[Opening Quoted passage section]

It's been awhile since this blog has seen any "shop talk". In fact, if you are involved in my day to day life, you would find I don't like to talk about work very much. Is it because I don't like my job? Not at all. I am currently in a state where I'm not excited about it.

I know. "Abby, it's called work for a reason. You're not going to be springing out of bed every single morning singing and dancing in a fit of joy over your job." (I repeat this mantra to myself at least weekly)

Since I've graduated from college, I've tried quite a lot in my career for a nurse my age. I did a short stint in rehabilitation nursing (just to tide me over until the contract with my hospital was official), telemetry nursing, charge nurse, administrative house supervisor, emergency room nurse, travel nurse, and finally case manager. I'm coming up on my "4 year anniversary" as a RN. That's a lot.

Don't worry, my resume isn't that scary. The charge nurse & house sup were done while I was working for telemetry.....I don't jump around that much. I just hop on every single opportunity that presents itself!

When I took this job in case management, my husband made me promise I'd give this position 2 years before I move on. And I'm staying true to that. But over the past month, I've felt myself getting super antsy.

I have no reason to complain. I have an amazing job. Here's why:
  • My hours are pretty dang awesome. Four 10 hours? Piece of cake!
  • One weekend/month?

[Closing Quoted passage section]
[Opening Provided records section]

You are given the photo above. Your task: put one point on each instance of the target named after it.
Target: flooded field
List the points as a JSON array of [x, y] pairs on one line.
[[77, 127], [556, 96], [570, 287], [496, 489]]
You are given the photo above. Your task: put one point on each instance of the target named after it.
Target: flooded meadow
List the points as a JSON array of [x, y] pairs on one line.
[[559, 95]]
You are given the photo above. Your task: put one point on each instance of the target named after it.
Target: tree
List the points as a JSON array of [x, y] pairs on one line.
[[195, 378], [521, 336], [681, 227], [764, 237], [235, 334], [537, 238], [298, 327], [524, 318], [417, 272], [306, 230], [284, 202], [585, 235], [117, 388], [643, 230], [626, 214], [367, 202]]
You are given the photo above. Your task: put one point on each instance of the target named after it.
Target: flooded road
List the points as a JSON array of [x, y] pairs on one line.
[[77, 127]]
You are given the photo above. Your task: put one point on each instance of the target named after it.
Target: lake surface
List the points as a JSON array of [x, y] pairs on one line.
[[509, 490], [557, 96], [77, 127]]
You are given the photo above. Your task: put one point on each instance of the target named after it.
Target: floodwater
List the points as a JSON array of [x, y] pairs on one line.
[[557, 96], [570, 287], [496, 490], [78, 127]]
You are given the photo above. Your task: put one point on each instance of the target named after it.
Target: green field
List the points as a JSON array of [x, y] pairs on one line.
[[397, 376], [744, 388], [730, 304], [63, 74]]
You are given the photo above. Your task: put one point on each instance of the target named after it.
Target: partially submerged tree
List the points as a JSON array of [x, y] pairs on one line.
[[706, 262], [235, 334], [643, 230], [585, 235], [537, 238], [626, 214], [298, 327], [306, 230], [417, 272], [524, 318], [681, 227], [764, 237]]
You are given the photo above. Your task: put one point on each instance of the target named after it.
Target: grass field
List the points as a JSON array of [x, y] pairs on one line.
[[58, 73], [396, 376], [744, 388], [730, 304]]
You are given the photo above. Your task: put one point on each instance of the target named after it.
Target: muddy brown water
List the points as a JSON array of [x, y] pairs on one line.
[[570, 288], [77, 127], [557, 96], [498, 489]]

[Closing Provided records section]

__Exercise directions__. Transcribe the stretch of the nursing blog post from "Don't worry, my" through "that presents itself!". The rows have no connection to the blog post above.

__Response to this task__.
Don't worry, my resume isn't that scary. The charge nurse & house sup were done while I was working for telemetry.....I don't jump around that much. I just hop on every single opportunity that presents itself!